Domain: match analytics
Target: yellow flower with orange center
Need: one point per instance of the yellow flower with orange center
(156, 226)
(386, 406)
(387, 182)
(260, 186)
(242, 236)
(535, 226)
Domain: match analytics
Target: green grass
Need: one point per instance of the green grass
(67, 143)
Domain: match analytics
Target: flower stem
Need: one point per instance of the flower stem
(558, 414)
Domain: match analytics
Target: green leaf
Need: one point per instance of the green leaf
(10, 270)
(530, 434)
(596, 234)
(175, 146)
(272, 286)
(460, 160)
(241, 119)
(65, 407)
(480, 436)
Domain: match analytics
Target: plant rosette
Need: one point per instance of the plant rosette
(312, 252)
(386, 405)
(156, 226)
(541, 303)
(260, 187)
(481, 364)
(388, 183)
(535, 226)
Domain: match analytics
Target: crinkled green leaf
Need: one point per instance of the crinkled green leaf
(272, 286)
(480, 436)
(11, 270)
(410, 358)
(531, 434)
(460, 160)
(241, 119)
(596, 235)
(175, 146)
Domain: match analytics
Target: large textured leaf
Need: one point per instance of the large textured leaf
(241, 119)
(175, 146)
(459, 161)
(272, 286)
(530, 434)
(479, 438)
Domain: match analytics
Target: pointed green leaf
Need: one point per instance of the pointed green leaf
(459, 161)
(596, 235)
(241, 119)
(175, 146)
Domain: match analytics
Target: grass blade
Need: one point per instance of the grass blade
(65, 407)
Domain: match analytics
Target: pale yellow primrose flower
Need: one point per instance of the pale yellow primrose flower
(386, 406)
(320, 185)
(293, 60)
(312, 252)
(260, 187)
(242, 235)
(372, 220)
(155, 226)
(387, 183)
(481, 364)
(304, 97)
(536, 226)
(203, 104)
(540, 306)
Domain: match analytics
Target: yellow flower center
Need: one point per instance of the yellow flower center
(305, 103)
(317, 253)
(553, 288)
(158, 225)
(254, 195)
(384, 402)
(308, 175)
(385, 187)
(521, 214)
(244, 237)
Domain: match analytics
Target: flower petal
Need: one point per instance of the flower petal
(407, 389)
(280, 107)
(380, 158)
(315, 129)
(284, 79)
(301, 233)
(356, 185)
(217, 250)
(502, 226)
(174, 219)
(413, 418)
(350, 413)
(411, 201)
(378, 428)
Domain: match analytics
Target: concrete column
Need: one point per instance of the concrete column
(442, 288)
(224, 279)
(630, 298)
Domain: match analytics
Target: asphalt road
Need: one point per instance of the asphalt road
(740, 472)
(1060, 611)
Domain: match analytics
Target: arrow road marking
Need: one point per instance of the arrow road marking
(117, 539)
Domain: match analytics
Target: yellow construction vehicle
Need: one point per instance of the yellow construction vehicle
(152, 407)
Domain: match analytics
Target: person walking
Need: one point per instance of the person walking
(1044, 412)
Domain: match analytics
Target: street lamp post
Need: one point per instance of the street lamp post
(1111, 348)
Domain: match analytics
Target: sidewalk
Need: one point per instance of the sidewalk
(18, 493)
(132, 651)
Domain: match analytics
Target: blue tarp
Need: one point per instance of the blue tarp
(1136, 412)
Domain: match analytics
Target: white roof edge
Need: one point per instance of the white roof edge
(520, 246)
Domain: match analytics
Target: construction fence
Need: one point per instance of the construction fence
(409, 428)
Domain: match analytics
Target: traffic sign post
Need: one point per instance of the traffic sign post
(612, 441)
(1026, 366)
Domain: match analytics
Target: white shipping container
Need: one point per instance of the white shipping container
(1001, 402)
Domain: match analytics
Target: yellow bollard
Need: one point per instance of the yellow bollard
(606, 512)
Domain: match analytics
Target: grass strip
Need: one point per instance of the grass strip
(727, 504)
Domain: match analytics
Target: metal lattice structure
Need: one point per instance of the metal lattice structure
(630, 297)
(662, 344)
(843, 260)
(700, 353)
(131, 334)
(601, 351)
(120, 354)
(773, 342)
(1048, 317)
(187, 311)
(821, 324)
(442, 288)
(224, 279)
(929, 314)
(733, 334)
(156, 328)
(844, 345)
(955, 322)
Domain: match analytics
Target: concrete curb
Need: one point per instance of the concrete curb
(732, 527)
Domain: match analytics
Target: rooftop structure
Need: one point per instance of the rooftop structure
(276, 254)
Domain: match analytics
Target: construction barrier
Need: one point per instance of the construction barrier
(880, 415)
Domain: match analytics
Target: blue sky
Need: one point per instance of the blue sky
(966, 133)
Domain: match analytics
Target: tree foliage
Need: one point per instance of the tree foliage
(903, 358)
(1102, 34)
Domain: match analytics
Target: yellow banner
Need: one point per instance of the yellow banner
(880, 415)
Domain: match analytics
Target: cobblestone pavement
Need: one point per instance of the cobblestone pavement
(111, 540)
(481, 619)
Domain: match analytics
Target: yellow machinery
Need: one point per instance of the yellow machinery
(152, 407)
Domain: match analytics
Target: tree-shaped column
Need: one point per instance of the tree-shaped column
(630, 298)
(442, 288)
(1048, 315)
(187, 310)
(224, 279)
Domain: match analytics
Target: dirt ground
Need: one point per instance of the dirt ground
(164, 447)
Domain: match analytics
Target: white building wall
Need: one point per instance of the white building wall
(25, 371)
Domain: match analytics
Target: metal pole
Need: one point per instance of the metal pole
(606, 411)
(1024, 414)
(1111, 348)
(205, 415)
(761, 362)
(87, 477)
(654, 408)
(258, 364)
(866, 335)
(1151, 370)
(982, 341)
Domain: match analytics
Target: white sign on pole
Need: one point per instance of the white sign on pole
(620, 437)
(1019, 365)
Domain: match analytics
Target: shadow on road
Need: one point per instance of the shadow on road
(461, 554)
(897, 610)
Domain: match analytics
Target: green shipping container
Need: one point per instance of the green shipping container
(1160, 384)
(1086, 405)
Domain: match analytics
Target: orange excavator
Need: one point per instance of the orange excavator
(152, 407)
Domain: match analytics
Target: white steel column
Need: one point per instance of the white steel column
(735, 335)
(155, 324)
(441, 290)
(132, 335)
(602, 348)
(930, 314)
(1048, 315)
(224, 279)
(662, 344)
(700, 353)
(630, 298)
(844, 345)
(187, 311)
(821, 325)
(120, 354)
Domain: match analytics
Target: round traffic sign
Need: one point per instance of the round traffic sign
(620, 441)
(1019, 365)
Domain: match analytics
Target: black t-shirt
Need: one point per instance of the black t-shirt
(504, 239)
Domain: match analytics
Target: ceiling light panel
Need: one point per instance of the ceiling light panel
• • • • •
• _Objective_:
Produce an exact copy of all the records.

• _Problem solution_:
Domain: match analytics
Target: yellow flower with orange center
Need: one point per instance of the yellow flower with orange center
(156, 226)
(386, 406)
(387, 182)
(260, 186)
(242, 236)
(535, 226)
Domain: match analytics
Target: green grass
Need: one point per instance of the green grass
(67, 143)
Domain: match analytics
Target: flower stem
Need: one point per instance of the flower stem
(558, 414)
Domain: match analytics
Target: green leaf
Need: one point per instance of the green leaf
(10, 270)
(530, 434)
(596, 234)
(175, 146)
(272, 286)
(460, 160)
(241, 119)
(65, 407)
(480, 436)
Domain: match analytics
Target: plant rosette
Need: one point per instance of the plant rosette
(312, 252)
(386, 405)
(156, 226)
(541, 303)
(260, 187)
(481, 364)
(388, 183)
(535, 226)
Domain: match analytics
Target: crinkled green leaf
Need: one point per instance of the crinkled green leaf
(272, 286)
(480, 436)
(11, 270)
(410, 358)
(531, 434)
(460, 160)
(241, 119)
(596, 235)
(175, 146)
Domain: match analytics
Target: large textured leaf
Need: one point per instance of the large textured leaf
(241, 119)
(175, 146)
(459, 161)
(272, 286)
(530, 434)
(479, 438)
Domain: match analytics
Target: pointed green leaf
Need: one point per instance of the pointed green leaf
(459, 161)
(596, 235)
(241, 119)
(175, 146)
Domain: match analytics
Target: grass blade
Need: one point per instance of the grass blade
(65, 407)
Domain: match analytics
Target: pale yellow primrose flower
Need: one point per instance of the pale yellow primrose flower
(386, 406)
(320, 185)
(293, 60)
(312, 252)
(260, 187)
(242, 235)
(372, 220)
(155, 226)
(387, 183)
(481, 364)
(304, 97)
(536, 226)
(203, 104)
(540, 306)
Domain: match analytics
Target: yellow flower center
Need: one point per instance of the yellow flower center
(305, 103)
(317, 253)
(553, 288)
(158, 225)
(254, 195)
(384, 402)
(308, 175)
(385, 187)
(521, 214)
(244, 237)
Domain: match analytics
Target: flower petal
Need: one point per instance of the flower petal
(407, 389)
(280, 107)
(380, 158)
(315, 129)
(284, 79)
(301, 233)
(356, 185)
(217, 250)
(502, 226)
(174, 219)
(413, 418)
(350, 413)
(411, 201)
(378, 428)
Domain: match analytics
Target: concrete column
Need: one point per instance of the concrete column
(442, 288)
(224, 279)
(630, 298)
Domain: match analytics
Target: asphalt road
Need: one point per instance of the asphalt road
(740, 472)
(1060, 611)
Domain: match analytics
Target: arrow road marking
Need: one point per instance of the arrow road marking
(117, 539)
Domain: match analytics
Target: yellow construction vehicle
Need: one point per instance of the yellow construction vehicle
(152, 407)
Domain: match analytics
Target: person walking
Need: one point per instance of the person walking
(1044, 412)
Domain: match analytics
Target: street lamp post
Need: one point per instance of the street lamp post
(1111, 348)
Domain: match analytics
Target: sidewalk
Need: one point per instance of the sidewalk
(18, 493)
(132, 651)
Domain: match analytics
Target: blue tarp
Need: one point per instance of the blue tarp
(1136, 412)
Domain: match analytics
Target: white roof edge
Need: one point per instance of the white roof edge
(520, 246)
Domain: match analytics
Target: construction fence
Need: one point per instance of the construction fence
(409, 428)
Domain: match analytics
Target: traffic sign post
Need: one point per instance of the traffic sign post
(612, 441)
(1026, 366)
Domain: match analytics
Target: white shipping container
Need: one point per instance of the white shipping container
(1001, 402)
Domain: match analytics
Target: yellow bollard
Need: one point per instance of the yellow bollard
(606, 512)
Domain: match analytics
Target: grass strip
Need: one point per instance of the grass strip
(727, 504)
Domain: match analytics
Target: metal lattice structure
Need: one point per instance of the metal lattice structure
(630, 297)
(662, 344)
(843, 260)
(700, 353)
(131, 334)
(601, 351)
(120, 354)
(773, 342)
(1048, 317)
(187, 311)
(821, 324)
(442, 288)
(224, 279)
(929, 314)
(733, 334)
(156, 328)
(844, 345)
(955, 322)
Domain: match analytics
Target: concrete curb
Need: one point per instance of the concrete curb
(732, 527)
Domain: match analytics
Target: rooftop structure
Need: one point per instance of the rooftop structure
(276, 254)
Domain: match analytics
Target: construction barrier
Need: one point per instance of the construction barrier
(880, 415)
Domain: match analytics
Target: blue sky
Need: one point per instance of the blue sky
(966, 133)
Domain: match analytics
Target: tree foliage
Need: one point per instance of the tree foliage
(903, 358)
(1102, 34)
Domain: match analytics
Target: yellow banner
Need: one point per instance of the yellow banner
(880, 415)
Domain: match analytics
Target: cobblestone pavement
Need: one point per instance of the cobblestone pavement
(111, 540)
(481, 619)
Domain: match analytics
Target: yellow machinery
Need: one point per instance of the yellow machinery
(152, 407)
Domain: match analytics
Target: tree-shaped column
Need: one point per instance of the tree-shaped column
(630, 298)
(442, 288)
(1048, 315)
(187, 310)
(224, 279)
Domain: match analytics
Target: dirt ground
Need: one point per instance of the dirt ground
(164, 447)
Domain: match analytics
Target: white building wall
Need: one point per instance of the white building wall
(25, 371)
Domain: match analytics
Target: metal pole
Need: one point per instance of the metal pole
(606, 411)
(1024, 414)
(1111, 348)
(205, 415)
(761, 362)
(87, 477)
(654, 408)
(258, 364)
(866, 335)
(1151, 370)
(982, 341)
Domain: match analytics
Target: white sign on pole
Need: one point per instance of the white sign on pole
(620, 437)
(1019, 365)
Domain: match analytics
Target: shadow on road
Need: one point per instance of the shadow on road
(461, 554)
(897, 610)
Domain: match analytics
Target: green shipping container
Need: one point per instance of the green shipping container
(1160, 384)
(1086, 405)
Domain: match analytics
Target: orange excavator
Need: one point per instance of the orange excavator
(152, 407)
Domain: match analytics
Target: white steel column
Need: one point per instance of the white steel column
(735, 335)
(155, 324)
(441, 290)
(132, 335)
(602, 348)
(930, 314)
(1048, 315)
(224, 279)
(662, 344)
(700, 353)
(630, 298)
(844, 345)
(187, 311)
(821, 325)
(120, 354)
Domain: match analytics
Target: round traffic sign
Need: one point per instance of the round traffic sign
(620, 441)
(1019, 365)
Domain: match analytics
Target: black t-shirt
Need: one point per instance of the black t-shirt
(504, 239)
Domain: match analytics
Target: ceiling light panel
Need: one point per instance of the ceiling light panel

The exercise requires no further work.